PROBLEM STATEMENT:
Repeat each record word for word.

Point-per-instance localization data:
>>>
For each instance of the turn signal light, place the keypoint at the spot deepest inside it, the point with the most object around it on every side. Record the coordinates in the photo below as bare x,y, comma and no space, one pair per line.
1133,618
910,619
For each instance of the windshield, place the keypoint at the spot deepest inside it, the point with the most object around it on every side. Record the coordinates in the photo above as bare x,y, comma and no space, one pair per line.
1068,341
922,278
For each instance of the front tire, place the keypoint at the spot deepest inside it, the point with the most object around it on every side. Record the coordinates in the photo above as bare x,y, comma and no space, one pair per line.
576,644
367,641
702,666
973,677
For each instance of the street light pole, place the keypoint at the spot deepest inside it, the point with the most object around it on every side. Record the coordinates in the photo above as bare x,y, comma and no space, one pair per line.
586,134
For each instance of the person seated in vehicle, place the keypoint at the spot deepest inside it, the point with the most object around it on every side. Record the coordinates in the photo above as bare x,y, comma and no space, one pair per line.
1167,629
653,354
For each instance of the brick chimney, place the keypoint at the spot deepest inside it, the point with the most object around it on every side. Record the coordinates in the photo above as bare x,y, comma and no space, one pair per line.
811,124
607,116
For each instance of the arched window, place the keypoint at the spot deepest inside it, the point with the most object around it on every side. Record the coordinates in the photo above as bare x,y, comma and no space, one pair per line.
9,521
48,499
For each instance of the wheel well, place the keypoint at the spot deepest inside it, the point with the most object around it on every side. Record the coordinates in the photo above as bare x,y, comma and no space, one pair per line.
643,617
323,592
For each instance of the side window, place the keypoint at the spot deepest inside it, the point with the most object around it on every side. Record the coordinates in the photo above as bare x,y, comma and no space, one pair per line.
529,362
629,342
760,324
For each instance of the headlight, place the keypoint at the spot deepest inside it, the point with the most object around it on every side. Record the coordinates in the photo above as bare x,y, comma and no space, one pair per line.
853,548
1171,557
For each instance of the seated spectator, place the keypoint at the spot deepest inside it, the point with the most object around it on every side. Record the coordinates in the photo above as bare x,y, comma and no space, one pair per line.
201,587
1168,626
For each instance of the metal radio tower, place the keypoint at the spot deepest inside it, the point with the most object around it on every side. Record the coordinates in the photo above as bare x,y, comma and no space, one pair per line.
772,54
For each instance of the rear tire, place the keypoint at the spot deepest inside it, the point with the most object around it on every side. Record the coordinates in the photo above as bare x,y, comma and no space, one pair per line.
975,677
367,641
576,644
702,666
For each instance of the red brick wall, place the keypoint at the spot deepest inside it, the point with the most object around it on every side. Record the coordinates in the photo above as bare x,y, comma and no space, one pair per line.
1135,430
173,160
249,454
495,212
<<<
SOLUTION TO THIS TASK:
For each instance of the turn signal light, place the keypoint at the spot deepest inside it, the point with the most object around it on every side. Record the coordinates in the photo below as bare x,y, comma and no space, one pair per line.
1133,618
910,619
For each instance of the windshield, place the keypoint at the spot deepest inside it, the point with the most object around it on every side. Record the coordinates in the photo above as bare x,y, comma and no space, one pair per line.
1068,341
922,278
For each instance of the front tire, place the keypoint at the spot deepest inside it, the point with the most object around it on every side. Record the coordinates in the photo above as bare x,y, comma and no space, one pair per line.
576,644
367,641
702,666
973,677
For each instance of the street light pole, place the keypoint at the spot deepest inside it, the point with the most object around it on every side. Record the coordinates in the photo above as bare x,y, comma and no space, one pair per line.
586,134
For each instance of the person seated in vehicle, place the keypoint at the spot deepest inside it, the point with the most object around it on every side. Record the coordinates in the photo above as bare x,y, comma and no space, one pair per line.
1167,629
653,354
For each instance of the brick chimney, place the keypoint at the spot deepest inside it, the point with the most object around it on every side. Record the coordinates in the photo above as bare x,y, comma and no space, one pair per line.
811,124
607,116
For each instance of the arched window, place the keypoint at the spot deepest inside it, the point with the most object around it on every side. Record the coordinates in the photo above as bare x,y, comma and no space, one pair per line.
9,521
48,499
For each instance of the wheel well, place the keypoint at the spot deepest inside it, the point with the most object around it on every side. Record the coordinates in the photo above as bare x,y, comma and no space, one pair per line.
643,617
323,592
For each instance of the side window, place the keypoint at the spot deepest inside it, the point with the most object around it on every side. Record the coordinates in the photo above as bare x,y, comma and no space, one pair per line.
529,362
629,342
760,324
For each instance of the headlight, place the keypoint at the spot deepest inside it, the point with the most object around it on every side. Record the coordinates in the photo above as bare x,y, comma and no space, one pair per line.
853,548
1171,557
For each instance of the seated spectator, place the keypoint at the spot deepest inside it, the point with the most object around it on every side. Record the coordinates in the photo above as bare x,y, comma and no space, one pair per line.
201,587
1168,626
For each instance of the metal radio tower, place the keypoint at the spot deepest inside it, the point with the most object around it on every side. Record the coordinates in the photo above as bare x,y, comma and no space, one pair per line.
772,54
For each instance of the rear tire, place the keypoint at the spot deepest inside it, the point with the most object around it on every side. Record the coordinates in the photo above as bare x,y, comma and no space, one pair per line.
975,677
367,641
576,644
702,666
For each instance of the red brick wall, place the keypoint at the spot deepest inside it, the point with the most object around it on every side. Record the coordinates in the photo above as bare x,y, comma and no space, one pair per line.
1135,430
173,160
249,454
495,212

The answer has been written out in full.